PROVIDED TEXT =
::::

HackerRank Binary Search: Ice Cream Parlor

Given an integer, the budget for two ice creams, and a list of integer, the price of the available flavors, return the 1-based indeces for the two chosen flavors. As stated in the page problem, we should implement a binary search in our solution.

I converted the provided samples in python tests, and I added to them a couple more when I was thinking on possible algorithms:
def test_provided_1(self):
    self.assertEqual('1 4', solution(4, [1, 4, 5, 3, 2]))

def test_provided_2(self):
    self.assertEqual('1 2', solution(4, [2, 2, 4, 3]))

def test_expensive(self):
    self.assertEqual('3 4', solution(10, [2, 2, 4, 6]))

def test_neighbor(self):
    self.assertEqual('3 4', solution(8, [1, 2, 4, 4, 8]))
Instead of using the suggestion given away in the title, I have been magnetically attracted to use a dictionary. The idea is quite simple, I use as key the flavor price, on which I have to perform the search, and as values a keep a list, so that I can push in it the position of all the flavor having the same price.
def solution(money, prices):
    counter = defaultdict(list)  # 1
    for i in range(len(prices)):  # 2
        counter[prices[i]].append(i+1)

    for price, flavors in counter.items():  # 3
        target = money - price
        if target == price:  # 4
            if len(flavors) > 1:
                return '{0} {1}'.format(flavors[0], flavors[1])
        else:
            others = counter.get(target)  # 5
            if others:
                result = sorted([others[0], flavors[0]])
                return '{} {}'.format(*result)
1. When I try to access a value in this dictionary, if the key was not already in, a new empty list is created. Using defaultdict saves my to call setdefault() on a plain dict.
2. I loop on the input array of prices, appending each flavor position (adjusted to be 1-based) to the associated key reporting its price.
3. Loop on all the price/flavors in the dictionary.
4. If the price I am ready to pay for the second flavor is the same of the amount I would pay for the first, I have only to check if the current bucket is used by more than one flavor. If so, I return the first two of them I found.
5. Otherwise, I check if there is in the dictionary a flavor for the price I am willing to pay. If I see it, I sort the two flavors position (as required by the problem) and return them.

::::

DATASET ROWS =
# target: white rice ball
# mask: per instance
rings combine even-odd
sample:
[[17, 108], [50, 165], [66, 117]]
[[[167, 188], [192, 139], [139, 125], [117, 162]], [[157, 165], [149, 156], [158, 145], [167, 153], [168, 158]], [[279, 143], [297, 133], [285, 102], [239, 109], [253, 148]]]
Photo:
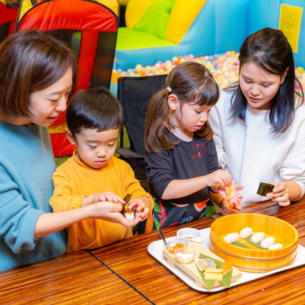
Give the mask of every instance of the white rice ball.
[[269, 249], [269, 247], [274, 245], [274, 242], [275, 242], [275, 240], [273, 237], [267, 237], [262, 240], [261, 247], [265, 248], [265, 249]]
[[257, 243], [261, 242], [264, 238], [265, 238], [265, 233], [259, 232], [259, 233], [255, 233], [254, 235], [252, 235], [251, 241], [254, 244], [257, 244]]
[[269, 247], [269, 250], [275, 250], [275, 249], [279, 249], [279, 248], [283, 248], [283, 245], [282, 244], [274, 244], [274, 245]]
[[240, 231], [239, 235], [240, 235], [241, 238], [247, 238], [252, 234], [252, 231], [253, 231], [252, 228], [247, 227], [247, 228], [242, 229]]
[[227, 236], [225, 236], [225, 242], [232, 244], [239, 239], [239, 235], [237, 233], [230, 233]]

::::

REQUEST 1 = According to the ice cream parlor write-up, what does using defaultdict save the author from calling on a plain dict?
REQUEST 2 = Extend the ice cream parlor write-up, picking up right after its final sentence.

EXPECTED OUTPUT 1 = It saves the author from calling setdefault() on a plain dict.

EXPECTED OUTPUT 2 =
This solution works fine, it is clear and fast, and it is accepted by HackerRank. However it is not what we are expected to produce. So I refactored it to use binary search. The rationale behind it could be thought as if we should run this algorithm in an embedded environment, and we found out that using hash tables eats too much memory, so we need to fall back to a slightly slower algorithm that uses a leaner data structure.

What I do now is putting price/flavors couples in a plain list, sort it and then checking for each element if there is a match to it among the other ones.
def solution(money, prices):
def solution(money, prices):
    counter = sorted([(price, flavor+1) for flavor, price in enumerate(prices)])  # 1
    for i in range(len(counter)):
        other = find_other(counter, i, money - counter[i][0])  # 2
        if other:
            result = sorted([counter[i][1], other])
            return '{} {}'.format(*result)
1. In this list comprehension I enumerate the prices. This generates a number of tuples in the format (index, price), I reverse them, increase the index, since we need it as 1-based, and push them in the list. Then I sort it.
2. For each element in the list, I check if there is a match. I pass to the find_other() function, see it below, the list, the current position, the amount I want spend for the ice cream. I expect it to return the other flavor or nothing, in the sense of python None, if it couldn't find it.

Here I finally perform the binary search:
def find_other(counter, pos, price):
    left = pos+1  # 1
    right = len(counter)-1
    while left <= right:  # 2
        mid = (left + right) // 2
        if counter[mid][0] == price:
            return counter[mid][1]

        if counter[mid][0] > price:
            right = mid-1
        else:
            left = mid+1
    return None
1. I don't care about the left-side elements in the counter list, they have been already checked. This saves some minimal searching time and, more interestingly, avoid the risk of a false positive. Think the case that the total budget is 2x and I am looking for a flavor costing x. I could end up finding the same x I have already found. It won't be difficult to skim this case off, but in this way we have it for free.
2. If there is anything in the current interval, I get its central point, I check it against the expected value, if it is not a match move to the side where I could find it.

Also this solution works fine and it is accepted by HackerRank.

On GitHub: The unit test, the binary search version, and the unofficial hash map version.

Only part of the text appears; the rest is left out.